That reddish-brown “mist” you see is dirt.  Not sooty, dirty city dirt.  No, it comes from soil:







Specifically, it’s the residue of a trail—one I hadn’t ridden in more than thirty years.


When I was a Rutgers student, I used to pedal along the Delaware and Raritan Canal towpath.  Connecting the two rivers in its name, it opened in 1834.



The trail wasn’t, of course, wasn’t used for cycling, running or hiking in those days.  If someone had the leisure time for such things, he or she wasn’t doing them:  Aerobic fitness wasn’t, shall we say, terribly fashionable among the gentry.  And anyone who worked along the canal, or in the industries that sent barges down its waters, didn’t have the time or energy for such things at the end of the day.



In fact, people didn’t use the path.  Rather, horses and mules trod it when they pulled the barges and boats that carried coal from Pennsylvania to New York City.



Believe it or not, there were actually industries, including manufacturing and bottling, along the canal’s shores.  They have long ceased operations, as the canal itself did in 1932, forty years after it last turned a profit.



Today the only watercraft one sees are canoes and kayaks, which can be rented at several points along the way.  On the path itself, people walk dogs and themselves—and pedal bicycles.



Before yesterday, I hadn’t ridden the towpath in more than thirty years.  When I was riding it fairly regularly, I barreled along on ten-speeds that are now considered “retro” or “classic”.  Sometimes I’d ride my racing bike on the road—one lane in each direction, no shoulder-- that skirted the canal’s shore.



The towpath and its surroundings don’t seem to have changed much since then.  The only difference I could see between yesterday and those long-ago rides (when I was a Rutgers student) were the canoes and kayaks, and the stations that rented them.  Back in the day, most people in the area hadn’t heard of kayaks and anyone who paddled a canoe was plying his (just about all were male) craft elsewhere.



All right, I noticed a couple of differences.  Somehow it seemed more even more relaxing—in a Zen sort of way—than I remembered it.  Perhaps that has as much to do with me, if I do say so myself, as it does with the path. 



Also, I think I saw more cyclists on the towpath than I saw in all of the rides I did along it back in the day.  They were all riding mountain bikes:  a genre of velocipedes unknown outside of northern California, northern New England and parts of Colorado when I was living and studying “on the banks of the ol’ Raritan”. 






I had to get off my bike and tiptoe over this part, just like I did back in the day.  Everyone else—even those who rode extra-wide tire as well as full-suspension—did the same.  They also hopped and skipped across a couple of other stretches, where stone slopes were constructed to conduct water between the canal and the river.

Material:
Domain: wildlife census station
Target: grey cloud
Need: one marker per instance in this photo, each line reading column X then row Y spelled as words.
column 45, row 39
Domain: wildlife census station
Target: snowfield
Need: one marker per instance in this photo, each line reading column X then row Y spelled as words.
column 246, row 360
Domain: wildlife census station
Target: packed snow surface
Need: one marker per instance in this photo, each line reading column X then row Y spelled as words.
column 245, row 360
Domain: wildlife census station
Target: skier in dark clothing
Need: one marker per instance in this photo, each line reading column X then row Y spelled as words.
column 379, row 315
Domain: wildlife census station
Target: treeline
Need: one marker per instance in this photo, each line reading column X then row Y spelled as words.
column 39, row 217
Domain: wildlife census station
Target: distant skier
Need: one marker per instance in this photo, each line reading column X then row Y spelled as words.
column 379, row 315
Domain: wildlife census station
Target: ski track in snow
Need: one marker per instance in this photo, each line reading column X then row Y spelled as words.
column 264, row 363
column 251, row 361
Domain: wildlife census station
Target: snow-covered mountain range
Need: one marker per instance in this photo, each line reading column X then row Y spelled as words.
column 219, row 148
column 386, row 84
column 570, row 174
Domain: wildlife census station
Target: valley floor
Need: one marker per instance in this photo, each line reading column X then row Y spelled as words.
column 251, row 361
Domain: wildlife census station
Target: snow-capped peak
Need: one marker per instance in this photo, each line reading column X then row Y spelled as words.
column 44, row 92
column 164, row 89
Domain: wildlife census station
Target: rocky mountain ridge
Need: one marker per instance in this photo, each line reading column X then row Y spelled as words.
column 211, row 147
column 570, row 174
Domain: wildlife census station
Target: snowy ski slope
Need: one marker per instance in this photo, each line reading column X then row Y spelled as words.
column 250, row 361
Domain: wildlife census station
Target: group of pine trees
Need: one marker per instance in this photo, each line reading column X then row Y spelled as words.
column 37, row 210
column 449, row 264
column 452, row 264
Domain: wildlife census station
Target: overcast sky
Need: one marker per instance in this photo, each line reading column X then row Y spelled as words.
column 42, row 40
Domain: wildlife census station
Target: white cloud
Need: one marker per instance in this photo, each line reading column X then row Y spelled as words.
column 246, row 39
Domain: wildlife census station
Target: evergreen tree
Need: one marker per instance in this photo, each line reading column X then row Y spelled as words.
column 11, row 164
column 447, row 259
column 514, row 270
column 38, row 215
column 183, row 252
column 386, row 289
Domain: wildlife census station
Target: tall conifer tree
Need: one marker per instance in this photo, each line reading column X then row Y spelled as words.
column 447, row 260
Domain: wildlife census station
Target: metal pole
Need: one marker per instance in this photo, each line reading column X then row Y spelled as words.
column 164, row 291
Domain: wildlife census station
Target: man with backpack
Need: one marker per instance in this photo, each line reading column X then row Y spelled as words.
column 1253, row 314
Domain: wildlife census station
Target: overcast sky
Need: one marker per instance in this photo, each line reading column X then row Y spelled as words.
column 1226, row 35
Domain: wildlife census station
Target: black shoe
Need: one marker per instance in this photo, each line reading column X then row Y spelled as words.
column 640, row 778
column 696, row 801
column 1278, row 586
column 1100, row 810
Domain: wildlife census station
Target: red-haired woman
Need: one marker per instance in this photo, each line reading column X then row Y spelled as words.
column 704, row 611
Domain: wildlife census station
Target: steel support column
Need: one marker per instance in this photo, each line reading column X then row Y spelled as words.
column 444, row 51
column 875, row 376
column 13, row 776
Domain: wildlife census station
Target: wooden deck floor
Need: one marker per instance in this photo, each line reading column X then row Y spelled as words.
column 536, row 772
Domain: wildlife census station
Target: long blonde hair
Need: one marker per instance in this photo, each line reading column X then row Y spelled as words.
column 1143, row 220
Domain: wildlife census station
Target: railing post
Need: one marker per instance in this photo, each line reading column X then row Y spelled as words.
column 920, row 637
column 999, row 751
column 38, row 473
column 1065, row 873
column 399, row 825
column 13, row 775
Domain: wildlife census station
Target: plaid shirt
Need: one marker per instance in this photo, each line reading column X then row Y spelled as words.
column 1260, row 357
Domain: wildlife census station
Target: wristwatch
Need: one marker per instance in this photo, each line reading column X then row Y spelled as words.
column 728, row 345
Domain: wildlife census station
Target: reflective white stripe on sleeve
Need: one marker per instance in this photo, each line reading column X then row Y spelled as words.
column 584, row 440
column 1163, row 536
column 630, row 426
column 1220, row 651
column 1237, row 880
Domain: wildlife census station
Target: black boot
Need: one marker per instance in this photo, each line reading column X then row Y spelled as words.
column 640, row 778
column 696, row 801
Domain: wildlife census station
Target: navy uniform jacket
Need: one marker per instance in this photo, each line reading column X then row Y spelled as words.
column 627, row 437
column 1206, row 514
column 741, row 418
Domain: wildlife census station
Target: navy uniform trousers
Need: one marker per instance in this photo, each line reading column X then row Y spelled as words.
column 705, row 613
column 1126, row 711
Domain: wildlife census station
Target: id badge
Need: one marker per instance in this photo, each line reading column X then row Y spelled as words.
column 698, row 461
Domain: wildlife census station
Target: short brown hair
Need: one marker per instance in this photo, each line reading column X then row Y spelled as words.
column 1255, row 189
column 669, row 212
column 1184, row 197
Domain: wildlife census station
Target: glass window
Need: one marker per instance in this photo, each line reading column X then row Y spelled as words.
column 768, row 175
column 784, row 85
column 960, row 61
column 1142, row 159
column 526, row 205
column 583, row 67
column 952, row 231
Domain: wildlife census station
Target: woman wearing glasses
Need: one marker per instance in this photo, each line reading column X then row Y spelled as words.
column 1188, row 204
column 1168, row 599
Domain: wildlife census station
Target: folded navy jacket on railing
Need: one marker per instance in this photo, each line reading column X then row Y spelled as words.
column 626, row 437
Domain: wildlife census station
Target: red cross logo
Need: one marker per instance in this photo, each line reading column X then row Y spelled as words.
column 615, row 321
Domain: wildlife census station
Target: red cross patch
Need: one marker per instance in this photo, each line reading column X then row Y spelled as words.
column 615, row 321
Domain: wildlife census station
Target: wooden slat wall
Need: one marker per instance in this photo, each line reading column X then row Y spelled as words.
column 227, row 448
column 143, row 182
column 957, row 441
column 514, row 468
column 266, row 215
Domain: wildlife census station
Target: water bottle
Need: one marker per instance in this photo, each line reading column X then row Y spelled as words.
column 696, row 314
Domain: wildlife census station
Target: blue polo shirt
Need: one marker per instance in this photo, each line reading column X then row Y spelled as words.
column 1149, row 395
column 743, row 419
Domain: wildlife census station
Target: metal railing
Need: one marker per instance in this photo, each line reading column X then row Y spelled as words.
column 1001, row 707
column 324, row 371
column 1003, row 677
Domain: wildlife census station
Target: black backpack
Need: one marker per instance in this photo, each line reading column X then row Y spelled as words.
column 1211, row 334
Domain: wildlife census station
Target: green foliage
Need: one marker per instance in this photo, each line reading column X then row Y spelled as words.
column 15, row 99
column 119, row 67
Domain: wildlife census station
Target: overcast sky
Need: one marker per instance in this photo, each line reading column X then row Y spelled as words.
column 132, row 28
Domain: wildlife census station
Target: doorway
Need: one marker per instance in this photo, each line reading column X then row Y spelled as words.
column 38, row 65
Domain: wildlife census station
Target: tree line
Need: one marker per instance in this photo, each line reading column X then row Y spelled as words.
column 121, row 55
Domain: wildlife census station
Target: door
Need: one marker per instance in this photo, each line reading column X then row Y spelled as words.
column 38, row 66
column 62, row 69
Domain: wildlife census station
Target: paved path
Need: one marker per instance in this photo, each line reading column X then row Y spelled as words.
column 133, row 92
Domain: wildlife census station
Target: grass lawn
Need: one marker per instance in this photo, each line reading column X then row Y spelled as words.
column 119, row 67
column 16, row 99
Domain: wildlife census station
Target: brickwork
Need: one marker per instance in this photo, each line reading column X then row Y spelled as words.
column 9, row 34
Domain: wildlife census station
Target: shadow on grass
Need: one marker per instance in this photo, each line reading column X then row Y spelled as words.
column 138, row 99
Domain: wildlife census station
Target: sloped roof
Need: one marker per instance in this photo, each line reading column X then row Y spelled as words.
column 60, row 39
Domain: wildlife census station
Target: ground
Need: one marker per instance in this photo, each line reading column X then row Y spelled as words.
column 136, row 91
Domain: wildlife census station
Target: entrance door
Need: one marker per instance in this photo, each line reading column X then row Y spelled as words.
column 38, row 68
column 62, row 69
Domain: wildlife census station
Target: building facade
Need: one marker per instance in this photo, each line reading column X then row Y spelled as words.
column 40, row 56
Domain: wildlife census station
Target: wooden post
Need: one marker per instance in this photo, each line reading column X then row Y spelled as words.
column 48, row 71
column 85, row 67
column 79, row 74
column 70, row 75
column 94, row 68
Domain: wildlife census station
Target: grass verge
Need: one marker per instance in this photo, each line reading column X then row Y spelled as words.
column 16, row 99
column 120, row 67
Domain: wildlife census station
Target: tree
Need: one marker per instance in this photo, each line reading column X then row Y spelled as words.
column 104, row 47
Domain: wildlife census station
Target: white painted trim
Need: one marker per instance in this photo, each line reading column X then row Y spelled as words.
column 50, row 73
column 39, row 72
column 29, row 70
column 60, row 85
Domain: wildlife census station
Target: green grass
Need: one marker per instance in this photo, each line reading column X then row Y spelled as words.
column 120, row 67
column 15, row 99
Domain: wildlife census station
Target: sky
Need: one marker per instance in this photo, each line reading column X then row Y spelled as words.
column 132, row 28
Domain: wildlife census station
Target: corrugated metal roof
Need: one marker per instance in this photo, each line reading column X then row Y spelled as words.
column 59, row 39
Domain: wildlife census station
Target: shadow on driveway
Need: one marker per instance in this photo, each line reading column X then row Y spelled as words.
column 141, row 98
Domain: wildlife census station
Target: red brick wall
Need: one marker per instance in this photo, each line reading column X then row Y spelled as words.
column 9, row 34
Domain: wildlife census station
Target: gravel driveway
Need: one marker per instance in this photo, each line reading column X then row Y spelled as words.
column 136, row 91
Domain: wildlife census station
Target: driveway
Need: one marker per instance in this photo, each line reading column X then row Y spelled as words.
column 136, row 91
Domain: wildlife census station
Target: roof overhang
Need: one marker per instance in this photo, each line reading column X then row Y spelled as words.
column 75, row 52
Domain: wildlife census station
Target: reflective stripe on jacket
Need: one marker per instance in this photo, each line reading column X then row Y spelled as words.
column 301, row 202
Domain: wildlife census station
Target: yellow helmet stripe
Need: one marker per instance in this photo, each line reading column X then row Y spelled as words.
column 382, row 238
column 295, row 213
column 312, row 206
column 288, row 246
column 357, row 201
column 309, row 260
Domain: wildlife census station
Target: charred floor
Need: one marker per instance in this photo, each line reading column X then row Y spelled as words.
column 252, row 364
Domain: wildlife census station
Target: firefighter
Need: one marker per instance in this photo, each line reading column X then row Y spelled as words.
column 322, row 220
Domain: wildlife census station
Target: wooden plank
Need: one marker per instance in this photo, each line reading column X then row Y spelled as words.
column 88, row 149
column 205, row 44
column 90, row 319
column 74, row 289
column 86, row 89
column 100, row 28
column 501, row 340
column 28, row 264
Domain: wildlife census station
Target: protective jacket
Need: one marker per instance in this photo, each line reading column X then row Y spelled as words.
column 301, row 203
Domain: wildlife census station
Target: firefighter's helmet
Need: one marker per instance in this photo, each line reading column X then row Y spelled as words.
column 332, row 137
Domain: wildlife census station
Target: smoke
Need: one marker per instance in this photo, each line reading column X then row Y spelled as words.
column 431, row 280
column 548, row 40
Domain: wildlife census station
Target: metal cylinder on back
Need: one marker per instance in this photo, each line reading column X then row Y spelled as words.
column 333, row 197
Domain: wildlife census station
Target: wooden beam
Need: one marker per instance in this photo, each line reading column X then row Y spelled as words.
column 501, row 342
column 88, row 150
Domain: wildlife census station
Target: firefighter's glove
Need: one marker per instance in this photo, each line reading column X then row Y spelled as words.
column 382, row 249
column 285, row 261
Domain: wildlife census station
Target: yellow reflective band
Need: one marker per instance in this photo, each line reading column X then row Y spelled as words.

Parts of the exercise:
- 1) According to the towpath ride account, in what year did the canal stop operating?
- 2) Extend the towpath ride account by picking up right after its final sentence, about stone slopes that carry water between the canal and the river.

Answers:
- 1) 1932

- 2)
Riding the towpath wasn’t part of my original plan, if I had any.  I rode to Liberty Tower, took the PATH train to Newark and started pedaling as soon as I emerged from that city’s Penn Station.  I headed south and west, more or less on the route I took to Somerville on past rides.  I wasn’t thinking about Somerville, but in Cranford (about twenty kilometers from Newark), the sun opened its face and the breeze whispered as thin clouds stuttered across the sky:





How can anyone not ride in such conditions?  So I kept going and I found myself floating on the bow of a ship from which I heard a the call to ride and ride some more:





As I pedaled up the inclines and down the slopes, I though of boats raised and lowered in locks.  Maybe that’s the reason I rode toward the canal.







Whatever I exerted in pedaling along the towpath and  on it, It was more effortless, I’m sure, than any voyage taken by those barges and boats that plied the canal—or the steps taken by the animals that towed them, or the men who raised and lowered the barges and boats. 



One reason is that Vera—my twenty one-year-old Miss Mercian—seemed to just glide over everything.  I mentioned the part where everyone had to dismount.  Well, on two other stretches, cyclists on mountain bikes dismounted—and I didn’t.  Vera—shod with 700X32 Continental Gator Skin tires—stood her ground, skipped or glided, as necessary, over red dirt, gravel and cobblestones.  In fact, she seemed even more comfortable—even happy—on this trail than in or on any other place or surface on which I’d ridden her. Perhaps I’ve found her true niche.





As for me:  I was able to experience a ride from my youth without any of the anger, frustration or sorrow (much of it for myself) I carried in my youth.  Even with two bags—and, lets say, the weight and hormones my body didn’t have in my youth, the ride seemed even more effortless than it did when I was in better physical condition.



On my way back, a dog crossed into my path.  Back in the days, I would have cursed the dog—and the woman who walked her.  But I stopped and stroked the dog, who licked my hand.  The woman apologized.  “It’s OK,” I demurred. 

 

A man—her husband, I presume--followed with another dog. He echoed her apology;  I repeated my deflection of it.  He stretched out his hand.  “Can I offer these as penance?”



He had just picked the blackberries.  I don’t remember anything that tasted so good.